In the records below, find the line holding "Target: parked car" and the line holding "Target: front windshield". Set down both, with every line between them, exactly.

┌──

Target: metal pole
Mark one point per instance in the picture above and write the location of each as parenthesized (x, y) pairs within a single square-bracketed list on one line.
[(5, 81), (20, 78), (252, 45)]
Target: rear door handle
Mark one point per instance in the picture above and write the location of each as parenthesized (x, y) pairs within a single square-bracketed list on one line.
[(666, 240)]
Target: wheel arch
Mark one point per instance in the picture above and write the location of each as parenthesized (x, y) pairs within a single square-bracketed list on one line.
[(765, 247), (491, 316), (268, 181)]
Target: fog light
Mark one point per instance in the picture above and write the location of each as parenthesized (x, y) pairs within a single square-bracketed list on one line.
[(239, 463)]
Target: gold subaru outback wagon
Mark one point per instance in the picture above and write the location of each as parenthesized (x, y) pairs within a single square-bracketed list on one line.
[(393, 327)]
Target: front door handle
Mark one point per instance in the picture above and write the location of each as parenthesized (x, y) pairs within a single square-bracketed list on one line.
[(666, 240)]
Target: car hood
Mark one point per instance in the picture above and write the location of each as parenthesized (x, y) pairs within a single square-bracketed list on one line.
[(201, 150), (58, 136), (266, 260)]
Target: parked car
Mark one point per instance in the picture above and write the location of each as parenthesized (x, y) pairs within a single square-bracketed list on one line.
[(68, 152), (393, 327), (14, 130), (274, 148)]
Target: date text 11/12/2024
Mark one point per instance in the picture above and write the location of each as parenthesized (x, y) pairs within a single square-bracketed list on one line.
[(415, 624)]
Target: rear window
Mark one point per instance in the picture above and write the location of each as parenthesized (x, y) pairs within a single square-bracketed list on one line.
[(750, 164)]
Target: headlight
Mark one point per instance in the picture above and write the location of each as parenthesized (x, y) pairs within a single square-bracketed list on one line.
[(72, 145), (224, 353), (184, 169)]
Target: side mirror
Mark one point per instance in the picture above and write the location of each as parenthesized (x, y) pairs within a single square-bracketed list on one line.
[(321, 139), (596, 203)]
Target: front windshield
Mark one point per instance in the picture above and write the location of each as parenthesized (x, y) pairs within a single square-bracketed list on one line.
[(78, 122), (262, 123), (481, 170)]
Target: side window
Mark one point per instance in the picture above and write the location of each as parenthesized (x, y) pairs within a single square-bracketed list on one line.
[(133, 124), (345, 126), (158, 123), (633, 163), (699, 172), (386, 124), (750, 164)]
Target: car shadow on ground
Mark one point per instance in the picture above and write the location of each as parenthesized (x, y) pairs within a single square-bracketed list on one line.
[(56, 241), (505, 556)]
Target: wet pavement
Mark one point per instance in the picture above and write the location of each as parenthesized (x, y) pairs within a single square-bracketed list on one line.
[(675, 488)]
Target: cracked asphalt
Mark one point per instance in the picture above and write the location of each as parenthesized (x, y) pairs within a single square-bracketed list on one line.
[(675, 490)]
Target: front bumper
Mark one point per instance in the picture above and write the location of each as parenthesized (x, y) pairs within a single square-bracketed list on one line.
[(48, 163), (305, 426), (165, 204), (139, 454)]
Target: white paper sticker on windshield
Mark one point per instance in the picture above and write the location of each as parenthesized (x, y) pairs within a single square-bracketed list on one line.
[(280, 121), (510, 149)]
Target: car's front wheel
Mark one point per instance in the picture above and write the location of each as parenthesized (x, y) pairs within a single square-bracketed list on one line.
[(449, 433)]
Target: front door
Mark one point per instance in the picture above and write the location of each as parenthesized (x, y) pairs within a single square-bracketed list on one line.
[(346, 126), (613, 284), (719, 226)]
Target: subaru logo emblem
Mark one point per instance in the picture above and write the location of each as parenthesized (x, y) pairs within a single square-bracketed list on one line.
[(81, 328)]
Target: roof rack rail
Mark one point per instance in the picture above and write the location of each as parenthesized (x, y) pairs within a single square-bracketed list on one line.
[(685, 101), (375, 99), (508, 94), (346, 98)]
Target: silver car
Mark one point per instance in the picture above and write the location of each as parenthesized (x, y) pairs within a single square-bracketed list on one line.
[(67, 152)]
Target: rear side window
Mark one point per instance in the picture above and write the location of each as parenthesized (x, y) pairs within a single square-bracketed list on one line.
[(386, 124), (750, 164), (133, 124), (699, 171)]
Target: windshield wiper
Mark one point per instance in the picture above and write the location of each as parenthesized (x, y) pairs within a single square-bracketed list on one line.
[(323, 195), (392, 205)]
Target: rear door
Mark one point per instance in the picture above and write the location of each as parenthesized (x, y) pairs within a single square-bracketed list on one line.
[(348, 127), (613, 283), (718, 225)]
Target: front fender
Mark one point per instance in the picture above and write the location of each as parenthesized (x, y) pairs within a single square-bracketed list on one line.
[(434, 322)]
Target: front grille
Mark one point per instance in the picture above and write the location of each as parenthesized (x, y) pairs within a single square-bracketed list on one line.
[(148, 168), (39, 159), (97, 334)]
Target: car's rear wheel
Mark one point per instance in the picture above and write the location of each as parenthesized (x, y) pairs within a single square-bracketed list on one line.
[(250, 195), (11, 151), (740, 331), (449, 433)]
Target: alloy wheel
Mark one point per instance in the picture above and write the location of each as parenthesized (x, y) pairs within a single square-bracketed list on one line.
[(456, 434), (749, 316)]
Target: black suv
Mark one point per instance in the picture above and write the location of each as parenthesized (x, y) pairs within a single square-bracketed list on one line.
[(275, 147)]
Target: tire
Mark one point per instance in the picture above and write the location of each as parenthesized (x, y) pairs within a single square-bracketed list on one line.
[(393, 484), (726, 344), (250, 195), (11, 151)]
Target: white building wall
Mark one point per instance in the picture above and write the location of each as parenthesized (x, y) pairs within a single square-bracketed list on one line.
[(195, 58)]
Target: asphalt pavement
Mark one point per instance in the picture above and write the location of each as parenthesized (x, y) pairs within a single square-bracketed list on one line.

└──

= RESPONSE TO THE EXERCISE =
Target: parked car
Mark one point per instance in the picture above and write the location of each as parenthesized (x, y) pairs within a single square-bracketed list on one line.
[(68, 152), (393, 327), (14, 130), (274, 148)]
Target: date text 11/12/2024
Mark one point per instance in the picture above and write the location of each as parenthesized (x, y) pairs within a single square-bracketed list on one line.
[(415, 624)]
Target: rear window
Mark one point per instance in the picture above and write the location of each as parenthesized (x, y) pairs within a single square-bracketed list on one line.
[(750, 164)]
Target: headlight
Mark one point per instance in the picture above and write the location of each as parenthesized (x, y) pairs within a single square-bracketed list on one line.
[(72, 145), (224, 353), (184, 169)]
Target: side mirror
Mark one point per instance in the picture above and write the location of each as parenthesized (x, y) pairs within a single square-bracketed list on one line.
[(321, 139), (596, 203)]
Target: front windshield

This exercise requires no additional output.